Rewrite the records below, swapping every occurrence of "single pin" for "single marker" and leaving everything else untouched.

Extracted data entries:
*-*-*

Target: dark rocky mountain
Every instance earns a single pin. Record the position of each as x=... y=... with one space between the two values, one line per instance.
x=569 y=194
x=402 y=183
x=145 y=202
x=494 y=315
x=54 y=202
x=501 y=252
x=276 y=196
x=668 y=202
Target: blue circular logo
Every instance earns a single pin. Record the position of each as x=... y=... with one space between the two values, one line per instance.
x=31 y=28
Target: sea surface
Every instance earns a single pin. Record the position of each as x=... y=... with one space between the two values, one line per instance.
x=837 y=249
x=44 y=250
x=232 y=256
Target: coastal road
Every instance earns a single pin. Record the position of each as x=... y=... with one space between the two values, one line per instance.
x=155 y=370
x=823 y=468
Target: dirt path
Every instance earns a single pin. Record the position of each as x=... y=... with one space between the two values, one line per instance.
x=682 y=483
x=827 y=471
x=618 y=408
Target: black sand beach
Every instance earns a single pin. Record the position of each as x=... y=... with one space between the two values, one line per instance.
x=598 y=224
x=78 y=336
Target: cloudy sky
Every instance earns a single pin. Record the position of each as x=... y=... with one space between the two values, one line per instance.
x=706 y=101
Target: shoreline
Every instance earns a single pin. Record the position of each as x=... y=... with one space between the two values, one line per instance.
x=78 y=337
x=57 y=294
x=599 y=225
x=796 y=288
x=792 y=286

*-*-*

▶ _Output of the task_:
Target: dark rocky mountain
Every instance earns a single marker. Record the position of each as x=... y=... with one space between the two values, one line per instance.
x=569 y=194
x=402 y=183
x=145 y=202
x=494 y=315
x=54 y=202
x=501 y=252
x=276 y=196
x=668 y=202
Target: blue circular logo
Every instance earns a single marker. Record the position of each as x=... y=... with one space between the two values, one line per instance.
x=31 y=28
Target: sea surface
Every instance earns a single marker. Record the position of each as x=... y=... with one space between the two values, one line per instance.
x=837 y=249
x=44 y=250
x=232 y=256
Target: coastal road
Every instance earns a single marker. Record the position of each as x=... y=... with one space between the two values, one line per instance.
x=155 y=370
x=823 y=468
Target: dirt path
Every instance earns a single marker. Record the position of each as x=... y=... with one space between the two values, one line per instance.
x=682 y=483
x=827 y=471
x=618 y=408
Target: black sand beach
Every instance earns a single marker. Record the position of each as x=... y=... with one space between the two values, one line per instance.
x=598 y=224
x=78 y=336
Target: cloudy sky
Every instance earns a single marker. Record the position of each as x=... y=... with one space between the two values, one line per instance.
x=706 y=101
Target: shoreline
Every instance earns a single marker. Record the position of each as x=... y=... with one space between the two values, one line per instance.
x=78 y=337
x=57 y=294
x=599 y=225
x=796 y=288
x=792 y=286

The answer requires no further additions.